_Excerpted passage_

- - - - - - -

In particular, one such embodiment, which is not illustrated in the figures, is to use an elongated sealing pad attached to multiple hydraulic rams. The idea is to use the rams not only to deploy the pad but also to create separate flow paths. Carrying this idea a bit further, an articulated elongated pad could be supported by several hydraulic rams, the extension of which can be adjusted to cover a greater length of borehole. A potential benefit of articulating the pad is to make it more likely to conform to borehole irregularities, and to provide improved sealing contact.

Another alternative embodiment is to use pads attached to hydraulic rams that are not aligned longitudinally, as shown in FIGS. 5A, 6A, 6B, and 6C. In such embodiments, an array of elongated pads with different angular deployment with respect to the borehole may be used (i.e., diagonally opposite, or placed at various angles with respect to the probe). An expected benefit of an array of pads is that more borehole coverage could be achieved making the device practically equivalent, or in some instances even superior to the straddle packer. In particular, the pads may be arranged in an overlapping spiral fashion around the tool making the coverage continuous.

- - - - - - -

_Directions_
1. List every figure designation that the passage on sealing pads cites.
2. Rewrite the passage on sealing pads, beginning with the words "Another alternative embodiment" and stopping after "the coverage continuous.", and rename "straddle packer" as "inflatable packer".

[Records from a dataset]
- - - - - - -

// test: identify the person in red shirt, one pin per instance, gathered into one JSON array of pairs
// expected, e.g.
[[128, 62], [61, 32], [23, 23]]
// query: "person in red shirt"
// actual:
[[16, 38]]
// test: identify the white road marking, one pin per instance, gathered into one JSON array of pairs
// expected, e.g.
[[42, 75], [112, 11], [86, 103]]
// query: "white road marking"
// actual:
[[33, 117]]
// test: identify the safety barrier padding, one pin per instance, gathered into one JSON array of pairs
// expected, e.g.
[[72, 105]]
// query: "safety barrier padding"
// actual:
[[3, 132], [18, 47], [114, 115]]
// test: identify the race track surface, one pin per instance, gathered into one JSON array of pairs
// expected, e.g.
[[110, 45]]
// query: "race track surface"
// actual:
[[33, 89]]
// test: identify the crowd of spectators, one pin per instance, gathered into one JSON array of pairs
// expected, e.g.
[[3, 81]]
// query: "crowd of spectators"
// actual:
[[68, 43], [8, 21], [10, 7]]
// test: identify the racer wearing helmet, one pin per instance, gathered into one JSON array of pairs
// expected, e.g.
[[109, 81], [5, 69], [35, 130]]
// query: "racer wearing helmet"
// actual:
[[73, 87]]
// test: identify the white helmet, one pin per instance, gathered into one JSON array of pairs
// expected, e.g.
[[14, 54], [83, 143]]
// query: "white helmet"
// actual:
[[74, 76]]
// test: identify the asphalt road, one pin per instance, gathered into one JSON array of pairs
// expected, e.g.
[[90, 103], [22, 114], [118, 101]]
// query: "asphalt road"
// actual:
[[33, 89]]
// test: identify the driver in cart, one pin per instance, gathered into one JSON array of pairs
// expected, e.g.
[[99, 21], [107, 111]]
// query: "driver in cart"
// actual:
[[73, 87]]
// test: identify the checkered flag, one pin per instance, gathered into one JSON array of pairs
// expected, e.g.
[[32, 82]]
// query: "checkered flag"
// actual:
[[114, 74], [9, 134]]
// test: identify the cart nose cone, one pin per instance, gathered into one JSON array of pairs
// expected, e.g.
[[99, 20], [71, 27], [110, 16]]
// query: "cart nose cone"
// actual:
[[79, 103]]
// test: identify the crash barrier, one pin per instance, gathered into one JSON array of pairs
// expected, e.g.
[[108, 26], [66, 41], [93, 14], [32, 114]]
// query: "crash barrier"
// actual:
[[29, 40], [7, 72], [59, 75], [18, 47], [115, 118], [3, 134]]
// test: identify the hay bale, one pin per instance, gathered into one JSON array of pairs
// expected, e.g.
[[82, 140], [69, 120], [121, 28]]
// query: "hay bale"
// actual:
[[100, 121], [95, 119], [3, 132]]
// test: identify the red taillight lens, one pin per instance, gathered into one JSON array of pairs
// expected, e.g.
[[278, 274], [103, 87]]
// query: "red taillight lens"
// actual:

- - - - - - -

_Expected answers_
1. FIG. 5A, FIG. 6A, FIG. 6B, FIG. 6C

2.
Another alternative embodiment is to use pads attached to hydraulic rams that are not aligned longitudinally, as shown in FIGS. 5A, 6A, 6B, and 6C. In such embodiments, an array of elongated pads with different angular deployment with respect to the borehole may be used (i.e., diagonally opposite, or placed at various angles with respect to the probe). An expected benefit of an array of pads is that more borehole coverage could be achieved making the device practically equivalent, or in some instances even superior to the inflatable packer. In particular, the pads may be arranged in an overlapping spiral fashion around the tool making the coverage continuous.